++++ Page extract

The first tree from the grant was planted Jan. 25 at Ron Watson Middle School. Attending and helping plant the tree were certified arborists Frank Saldana and Frank Vasquez. Also attending were Donna Franklin, Ron Watson School principal; Willene Calvert, Pecan Grove president; Val Colvin, grant writer for the project and member of Pecan Grove Garden Club; Barbara Bensel, team leader for the Ron Watson School planting; and Renee McGarvie, project chairman. Special guest was Louise Wakem, urban and community forester, Arizona State Forestry Division.
Special thanks go to Pat Fox, Yuma Nursery manager, for supporting the project with sissoo trees, and Greg Hyland, city of Yuma community and public affairs coordinator, for taping the tree planting process done at Ron Watson School. Mr. Hyland’s tape will be available at every school so that students in individual classrooms can view the correct method of planting a tree.
Along with donating a tree to each school, Pecan Grove Garden Club is giving each elementary school child a coloring book featuring Yuma trees and information about each tree. The sissoo tree, which is being planted at each school, is highlighted in the coloring book. Junior high schools will receive seven urban forestry and tree information books to be added to their school libraries.
One of the goals of garden clubs is community service, and this project definitely is helping our entire community.

++++++++

* [Set exercise a]: Transcribe the part of the tree-planting article that opens with the words containing "Special thanks go" and closes with "our entire community.".

++++ Dataset

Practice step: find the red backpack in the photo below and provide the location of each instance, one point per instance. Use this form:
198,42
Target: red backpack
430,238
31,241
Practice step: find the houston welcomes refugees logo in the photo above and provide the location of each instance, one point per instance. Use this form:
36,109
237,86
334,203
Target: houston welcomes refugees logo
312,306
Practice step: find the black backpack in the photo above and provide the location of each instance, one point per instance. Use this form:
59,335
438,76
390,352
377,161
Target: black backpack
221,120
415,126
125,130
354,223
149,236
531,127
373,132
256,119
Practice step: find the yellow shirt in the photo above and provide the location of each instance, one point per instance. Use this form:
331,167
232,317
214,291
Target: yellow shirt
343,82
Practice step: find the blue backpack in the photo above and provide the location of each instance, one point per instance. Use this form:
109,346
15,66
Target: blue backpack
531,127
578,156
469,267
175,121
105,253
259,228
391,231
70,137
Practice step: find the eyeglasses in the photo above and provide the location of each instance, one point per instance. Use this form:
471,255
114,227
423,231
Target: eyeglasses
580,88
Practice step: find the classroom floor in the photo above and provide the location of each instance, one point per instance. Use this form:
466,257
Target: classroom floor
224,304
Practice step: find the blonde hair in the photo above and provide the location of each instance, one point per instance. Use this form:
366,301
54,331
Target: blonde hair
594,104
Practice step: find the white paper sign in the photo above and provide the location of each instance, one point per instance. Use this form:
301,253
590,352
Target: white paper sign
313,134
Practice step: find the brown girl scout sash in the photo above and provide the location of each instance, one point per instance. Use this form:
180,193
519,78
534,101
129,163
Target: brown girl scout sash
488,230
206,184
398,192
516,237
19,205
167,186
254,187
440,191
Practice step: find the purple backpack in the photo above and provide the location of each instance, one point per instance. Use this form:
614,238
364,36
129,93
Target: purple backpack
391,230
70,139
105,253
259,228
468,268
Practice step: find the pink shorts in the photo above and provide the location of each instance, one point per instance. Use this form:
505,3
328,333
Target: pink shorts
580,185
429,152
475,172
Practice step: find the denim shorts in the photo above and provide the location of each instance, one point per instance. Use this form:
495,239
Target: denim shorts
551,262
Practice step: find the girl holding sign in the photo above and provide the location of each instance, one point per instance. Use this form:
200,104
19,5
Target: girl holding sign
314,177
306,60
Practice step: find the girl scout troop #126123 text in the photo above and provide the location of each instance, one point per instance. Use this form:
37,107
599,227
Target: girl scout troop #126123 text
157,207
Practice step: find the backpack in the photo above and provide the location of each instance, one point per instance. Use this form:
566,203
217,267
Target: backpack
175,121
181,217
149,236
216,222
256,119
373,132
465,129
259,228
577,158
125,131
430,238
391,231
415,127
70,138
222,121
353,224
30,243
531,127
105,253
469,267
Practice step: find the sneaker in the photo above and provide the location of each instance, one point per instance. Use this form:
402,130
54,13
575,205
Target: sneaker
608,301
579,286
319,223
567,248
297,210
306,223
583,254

++++++++

* [Set exercise b]: Pull out every line of the entries that contains the word "yellow".

* [Task response a]:
Special thanks go to Pat Fox, Yuma Nursery manager, for supporting the project with sissoo trees, and Greg Hyland, city of Yuma community and public affairs coordinator, for taping the tree planting process done at Ron Watson School. Mr. Hyland’s tape will be available at every school so that students in individual classrooms can view the correct method of planting a tree.
Along with donating a tree to each school, Pecan Grove Garden Club is giving each elementary school child a coloring book featuring Yuma trees and information about each tree. The sissoo tree, which is being planted at each school, is highlighted in the coloring book. Junior high schools will receive seven urban forestry and tree information books to be added to their school libraries.
One of the goals of garden clubs is community service, and this project definitely is helping our entire community.

* [Task response b]:
Practice step: find the yellow shirt in the photo above and provide the location of each instance, one point per instance. Use this form:
Target: yellow shirt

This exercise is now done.